INSTRUCTION 1
Locate each line in the listing that contains the string "positive", matching case exactly, and copy those lines.

PROVIDED PASSAGE
[llvm-dev] How to prevent registers from spilling?
Bruce Hoult via llvm-dev
llvm-dev at lists.llvm.org
Mon Nov 2 21:10:14 PST 2015
There are plenty of compilers which allow you to specify that a certain
callee-save register is dedicated to holding a particular variable within a
particular function or compilation unit. GCC, for example (register int
*foo asm ("r12");), or ARM Ltd's compiler.
This doesn't prevent some other library code that you call from temporarily
saving and restoring that register.
Usually that is fine for correctness purposes (if you don't have callbacks
anyway), but it defeats your purpose.
GCC also has the -ffixed-reg command line option to prevent generated code
from using that register at all.
On Tue, Nov 3, 2015 at 2:24 AM, Stephen Crane via llvm-dev <
llvm-dev at lists.llvm.org> wrote:
> Hi all,
>
> I've been trying to figure out if there is a feasible way to prevent
> values from ever spilling from registers to the stack. I've looked for code
> or documentation on how to do this but haven't found anything, apologies if
> this has already been done.

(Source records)
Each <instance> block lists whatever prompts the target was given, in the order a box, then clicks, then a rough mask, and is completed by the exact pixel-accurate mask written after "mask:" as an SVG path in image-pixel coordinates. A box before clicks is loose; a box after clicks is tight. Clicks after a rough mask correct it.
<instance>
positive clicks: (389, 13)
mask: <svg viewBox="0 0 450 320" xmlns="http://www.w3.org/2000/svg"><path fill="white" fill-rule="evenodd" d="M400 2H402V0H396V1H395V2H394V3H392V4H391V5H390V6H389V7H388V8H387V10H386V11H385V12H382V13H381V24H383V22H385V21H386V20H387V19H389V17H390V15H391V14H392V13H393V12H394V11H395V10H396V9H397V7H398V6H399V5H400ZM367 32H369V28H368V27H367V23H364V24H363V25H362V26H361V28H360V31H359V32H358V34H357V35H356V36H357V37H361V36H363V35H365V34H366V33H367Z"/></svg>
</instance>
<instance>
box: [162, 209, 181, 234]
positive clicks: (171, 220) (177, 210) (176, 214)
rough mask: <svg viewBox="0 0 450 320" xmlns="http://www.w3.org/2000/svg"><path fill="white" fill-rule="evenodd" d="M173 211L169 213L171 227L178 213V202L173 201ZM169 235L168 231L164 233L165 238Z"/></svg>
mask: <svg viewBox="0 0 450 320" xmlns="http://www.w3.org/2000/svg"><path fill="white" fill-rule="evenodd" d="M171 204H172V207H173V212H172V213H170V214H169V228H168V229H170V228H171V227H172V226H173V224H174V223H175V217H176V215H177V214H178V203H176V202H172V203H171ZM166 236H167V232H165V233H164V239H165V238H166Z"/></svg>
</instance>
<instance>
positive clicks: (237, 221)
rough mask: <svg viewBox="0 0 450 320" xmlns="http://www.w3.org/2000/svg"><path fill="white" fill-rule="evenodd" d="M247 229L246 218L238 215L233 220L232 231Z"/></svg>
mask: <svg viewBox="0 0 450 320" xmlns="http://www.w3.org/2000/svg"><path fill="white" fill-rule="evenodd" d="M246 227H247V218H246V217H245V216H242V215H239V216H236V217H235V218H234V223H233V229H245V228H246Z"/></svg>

INSTRUCTION 2
Condense the paragraph of the llvm-dev post beginning "There are plenty of compilers" into a single shorter sentence that keeps its main facts.

EXERCISE ANSWER 1
positive clicks: (389, 13)
positive clicks: (171, 220) (177, 210) (176, 214)
positive clicks: (237, 221)

EXERCISE ANSWER 2
Many compilers, such as GCC (register int *foo asm ("r12");) and ARM Ltd's compiler, let you dedicate a callee-save register to a particular variable within a function or compilation unit.